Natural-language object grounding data
□ □ □ □ □ □ □

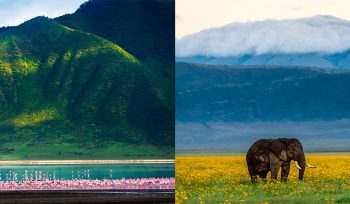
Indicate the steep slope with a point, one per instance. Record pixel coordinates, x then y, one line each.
75 94
260 93
145 28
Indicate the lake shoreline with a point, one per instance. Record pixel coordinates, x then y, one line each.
136 161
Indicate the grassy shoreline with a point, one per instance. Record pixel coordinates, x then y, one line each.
138 161
225 179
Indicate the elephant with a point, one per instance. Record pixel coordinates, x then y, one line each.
267 155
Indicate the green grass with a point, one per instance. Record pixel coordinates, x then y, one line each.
225 179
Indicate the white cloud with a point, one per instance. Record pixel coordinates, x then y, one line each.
318 34
14 12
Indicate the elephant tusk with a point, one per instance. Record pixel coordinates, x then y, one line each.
296 164
310 166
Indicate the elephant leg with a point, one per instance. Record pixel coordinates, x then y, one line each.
285 171
252 173
275 165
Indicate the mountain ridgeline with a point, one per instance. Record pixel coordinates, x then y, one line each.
261 93
76 90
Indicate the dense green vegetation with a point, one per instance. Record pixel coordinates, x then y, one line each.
66 93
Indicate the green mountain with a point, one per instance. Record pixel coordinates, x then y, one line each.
66 93
145 28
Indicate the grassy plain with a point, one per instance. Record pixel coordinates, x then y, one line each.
225 179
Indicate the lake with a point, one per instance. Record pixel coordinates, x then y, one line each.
86 171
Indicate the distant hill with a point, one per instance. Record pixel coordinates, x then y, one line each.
225 109
67 93
260 93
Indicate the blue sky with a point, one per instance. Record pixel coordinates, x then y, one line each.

□ □ □ □ □ □ □

* **ABOUT THIS TASK**
Give the lines from the one containing "Indicate the mountain" through the end of the entries again, exactly as written and with no other lines.

* **EXPECTED ANSWER**
Indicate the mountain ridgeline with a point, one per instance. Record pixel coordinates, x then y, one line each.
261 93
76 90
Indicate the dense green vegetation with a point, one per instance. Record pixel coordinates, x then y, one line each.
66 93
Indicate the green mountain with a point, one per instance. Record pixel coordinates, x then y, one line each.
66 93
145 28
Indicate the grassy plain with a point, one per instance. Record pixel coordinates, x then y, one line each.
225 179
Indicate the lake with a point, one per instance. Record pixel coordinates, x then y, one line each.
86 171
Indicate the distant hill with a point, one per instance. Record pixel coordinates, x then y, one line each.
225 109
67 93
260 93
Indicate the blue sky with a point, one per instance. Record pixel coordinates, x then y, one line each.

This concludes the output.